Journaliste d’investigation et témoin privilégié de l’histoire récente du Togo, MAX-SAVI Carmel qui a consacré à ce pays une trilogie, revient dans cette Tribune à L’Alternative, sur la situation sociopolitique, 59 après son indépendance.
Le 27 avril, le Togo a fêté les 59 ans de son accession à la souveraineté. Malgré les gadgets et multiples édulcorants dont le régime essaie d’entourer ces festivités, une impression de gâchis et d’égarement plane, fortement, sur cette commémoration. Comme si entre l’impitoyable règne du père et le bal poussière du fils, la routine et la mise en scène lassent les Togolais, ajoutant aux tensions palpables un vent de dégoût, si ce n’est de colère.
La scène est à la fois historique et pitoyable. Historique parce que, bien que la constitution le lui impose, Faure Gnassingbé ne s’est prêté à cet exercice qu’une seule fois (2006) avant de s’y livrer, à l’occasion des 59 ans de l’indépendance du Togo. Il faut dire qu’ivre de puissance et dans les illusions de l’invulnérabilité, après avoir écrasé son opposition, le chef de l’Etat n’a qu’un faible égard pour la constitution. Pitoyable parce que moins qu’un parlement qui aurait dû sa légitimité à sa pluralité et à sa diversité, c’est devant un fan club que le président togolais s’est retrouvé, vendredi dernier, presque en récréation amicale, si ce n’est en lugubre absolution des législatives du 20 décembre qui ont prononcé le requiem d’une démocratie en gestation. Les «honorables» députés présents, qui n’ont d’honorabilité que l’indignité qui embaume leur élection sélective et unilatérale, sont soit de son parti, Rpt-Unir, soit émargent dans les custodes secrètes de la générosité du chef. Si le 13 janvier 1963 n’avait jamais eu lieu, qu’aurait été le destin du Togo ? Est-on en droit de se demander.

- **ENREGISTREMENTS BRUTS**:

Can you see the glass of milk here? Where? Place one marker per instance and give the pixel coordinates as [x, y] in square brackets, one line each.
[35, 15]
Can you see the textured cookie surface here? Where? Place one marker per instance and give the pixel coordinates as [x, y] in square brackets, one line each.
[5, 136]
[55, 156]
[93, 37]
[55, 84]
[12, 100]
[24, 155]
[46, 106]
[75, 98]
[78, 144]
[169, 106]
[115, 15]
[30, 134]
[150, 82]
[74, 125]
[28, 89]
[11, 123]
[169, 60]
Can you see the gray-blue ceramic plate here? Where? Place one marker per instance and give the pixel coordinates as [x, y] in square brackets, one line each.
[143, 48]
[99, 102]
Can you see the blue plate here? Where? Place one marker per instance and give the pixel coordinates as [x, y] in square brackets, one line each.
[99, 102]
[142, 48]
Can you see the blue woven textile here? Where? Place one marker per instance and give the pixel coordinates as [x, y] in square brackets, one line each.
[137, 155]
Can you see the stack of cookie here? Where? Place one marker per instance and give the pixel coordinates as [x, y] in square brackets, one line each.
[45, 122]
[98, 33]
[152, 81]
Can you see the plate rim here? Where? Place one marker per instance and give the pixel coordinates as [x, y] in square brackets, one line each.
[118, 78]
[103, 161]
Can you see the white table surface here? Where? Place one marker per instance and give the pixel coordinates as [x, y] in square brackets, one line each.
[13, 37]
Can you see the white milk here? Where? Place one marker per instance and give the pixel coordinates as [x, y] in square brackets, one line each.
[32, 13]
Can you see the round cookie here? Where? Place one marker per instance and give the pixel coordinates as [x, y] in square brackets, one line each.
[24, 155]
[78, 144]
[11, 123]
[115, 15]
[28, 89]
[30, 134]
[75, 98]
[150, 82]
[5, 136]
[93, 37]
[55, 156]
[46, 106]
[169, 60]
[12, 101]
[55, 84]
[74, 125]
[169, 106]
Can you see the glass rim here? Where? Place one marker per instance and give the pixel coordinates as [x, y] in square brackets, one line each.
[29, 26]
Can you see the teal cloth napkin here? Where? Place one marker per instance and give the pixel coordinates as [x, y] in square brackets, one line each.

- **TRAVAIL DEMANDÉ**:
[a] Extrayez de la tribune sur le Togo le passage qui commence par «Le 27 avril, le» et se poursuit jusqu'à «n’est de colère.».
[b] Répondez aux questions suivantes à partir de la tribune sur le Togo, en reprenant les mêmes repères :
(i) Quel jour le Togo a-t-il fêté les 59 ans de son accession à la souveraineté ?
(ii) En quelle année Faure Gnassingbé s'était-il prêté une seule fois à cet exercice auparavant ?
(iii) À quelle date ont eu lieu les législatives évoquées ?

- **RÉPONSES FOURNIES**:
[a]
Le 27 avril, le Togo a fêté les 59 ans de son accession à la souveraineté. Malgré les gadgets et multiples édulcorants dont le régime essaie d’entourer ces festivités, une impression de gâchis et d’égarement plane, fortement, sur cette commémoration. Comme si entre l’impitoyable règne du père et le bal poussière du fils, la routine et la mise en scène lassent les Togolais, ajoutant aux tensions palpables un vent de dégoût, si ce n’est de colère.

[b]
(i) Le 27 avril.
(ii) En 2006.
(iii) Le 20 décembre.